THE PROBLEM — In the service-account setup text below, rewrite everything from "Assign the service" down to "in your project.", replacing "predefined" with "built-in".

QUOTED PASSAGE —
=====
Why a service account (for the Google bridge)

Cloud Speech-to-Text v2 and Cloud Text-to-Speech authenticate with a Google Cloud service-account key. They reject a plain Gemini API key (which only authenticates the Generative Language API). If you'd rather not use Google for the bridge, configure a Deepgram key instead — the bridge accepts either provider.

Provisioning a Google key — about 3 minutes in GCP

💡
You only do this once

The same JSON key works for every voice session in the organization. Rotate it on whatever cadence your security policy demands — uploading a new key in the UI replaces the old one atomically.

  1. Open the GCP IAM Service Accounts page

    In the Google Cloud console, switch to the project that owns your Google billing and open IAM & Admin → Service Accounts. Click Create service account. Name it something memorable like cc-voice-bridge — the name is only used for your own audit log.

  2. Grant two roles

    Assign the service account these two predefined roles: Cloud Speech-to-Text Client (roles/speech.client) and Cloud Text-to-Speech User (roles/cloudtts.client). Both are least-privilege — the account can only call STT and TTS, nothing else in your project.
=====
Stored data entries

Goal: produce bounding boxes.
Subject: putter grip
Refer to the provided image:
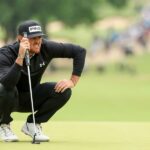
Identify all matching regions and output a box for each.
[23,32,30,66]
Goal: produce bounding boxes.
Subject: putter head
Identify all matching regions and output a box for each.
[32,133,40,144]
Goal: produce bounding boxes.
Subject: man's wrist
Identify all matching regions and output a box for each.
[18,53,24,59]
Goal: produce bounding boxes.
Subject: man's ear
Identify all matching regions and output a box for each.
[17,35,23,42]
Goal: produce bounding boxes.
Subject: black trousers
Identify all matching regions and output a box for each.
[0,83,71,124]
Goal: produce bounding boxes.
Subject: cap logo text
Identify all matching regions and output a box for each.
[29,26,42,33]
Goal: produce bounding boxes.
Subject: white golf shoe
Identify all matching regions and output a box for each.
[21,122,49,142]
[0,124,18,142]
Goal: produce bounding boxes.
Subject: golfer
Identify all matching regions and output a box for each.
[0,20,86,142]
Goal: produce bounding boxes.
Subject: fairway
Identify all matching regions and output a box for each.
[0,121,150,150]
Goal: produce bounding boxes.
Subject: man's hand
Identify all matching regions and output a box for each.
[19,37,30,57]
[55,79,74,93]
[16,36,30,66]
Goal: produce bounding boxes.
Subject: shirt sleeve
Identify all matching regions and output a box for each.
[0,54,22,89]
[46,41,86,76]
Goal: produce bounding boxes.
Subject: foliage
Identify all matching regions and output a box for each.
[0,0,129,41]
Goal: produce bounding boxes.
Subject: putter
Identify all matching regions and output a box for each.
[24,32,40,144]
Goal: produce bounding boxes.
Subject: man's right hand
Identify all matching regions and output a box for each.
[16,37,30,66]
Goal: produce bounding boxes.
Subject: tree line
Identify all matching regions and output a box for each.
[0,0,128,42]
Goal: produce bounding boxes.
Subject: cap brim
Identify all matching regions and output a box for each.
[27,33,45,38]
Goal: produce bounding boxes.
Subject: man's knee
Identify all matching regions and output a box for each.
[0,83,18,100]
[62,88,72,101]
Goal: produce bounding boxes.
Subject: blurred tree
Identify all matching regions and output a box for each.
[107,0,129,8]
[0,0,127,42]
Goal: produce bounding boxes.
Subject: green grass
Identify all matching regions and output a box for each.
[0,121,150,150]
[13,54,150,121]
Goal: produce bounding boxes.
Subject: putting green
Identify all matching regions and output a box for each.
[0,121,150,150]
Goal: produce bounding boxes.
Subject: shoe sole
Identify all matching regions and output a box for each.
[21,128,49,142]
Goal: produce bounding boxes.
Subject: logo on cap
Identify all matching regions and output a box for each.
[29,26,42,33]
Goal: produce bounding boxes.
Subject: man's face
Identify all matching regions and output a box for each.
[29,36,42,54]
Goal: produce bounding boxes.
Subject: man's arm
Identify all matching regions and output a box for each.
[55,75,80,93]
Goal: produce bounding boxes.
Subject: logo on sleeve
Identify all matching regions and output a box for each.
[39,61,45,68]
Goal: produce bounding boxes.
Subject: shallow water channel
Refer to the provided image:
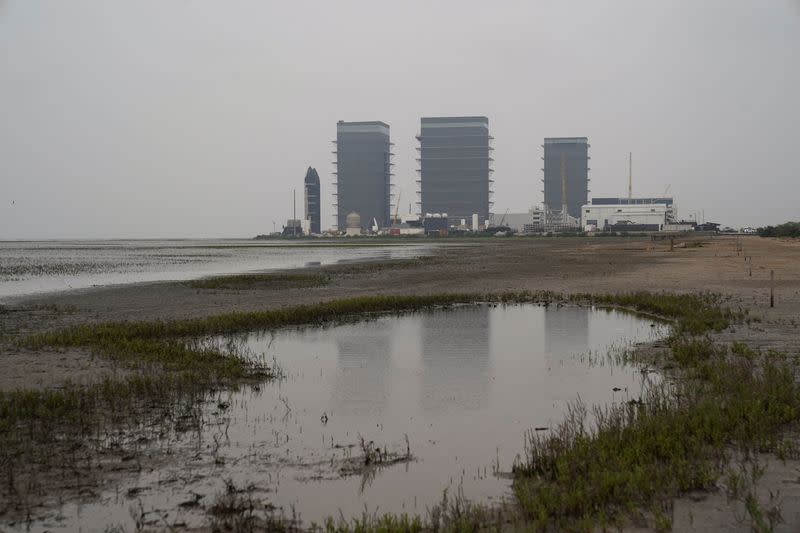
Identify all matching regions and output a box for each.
[32,305,667,529]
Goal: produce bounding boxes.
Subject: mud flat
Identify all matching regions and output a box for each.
[0,237,800,530]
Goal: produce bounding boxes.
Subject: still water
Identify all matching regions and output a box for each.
[23,305,666,528]
[0,240,430,300]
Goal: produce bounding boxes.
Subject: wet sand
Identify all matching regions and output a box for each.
[0,236,800,531]
[0,236,800,390]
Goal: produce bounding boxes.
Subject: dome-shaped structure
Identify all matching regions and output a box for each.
[345,211,361,229]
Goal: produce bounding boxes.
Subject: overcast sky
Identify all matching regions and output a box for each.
=====
RESPONSE TO THIS TASK —
Assign the service account these two built-in roles: Cloud Speech-to-Text Client (roles/speech.client) and Cloud Text-to-Speech User (roles/cloudtts.client). Both are least-privilege — the account can only call STT and TTS, nothing else in your project.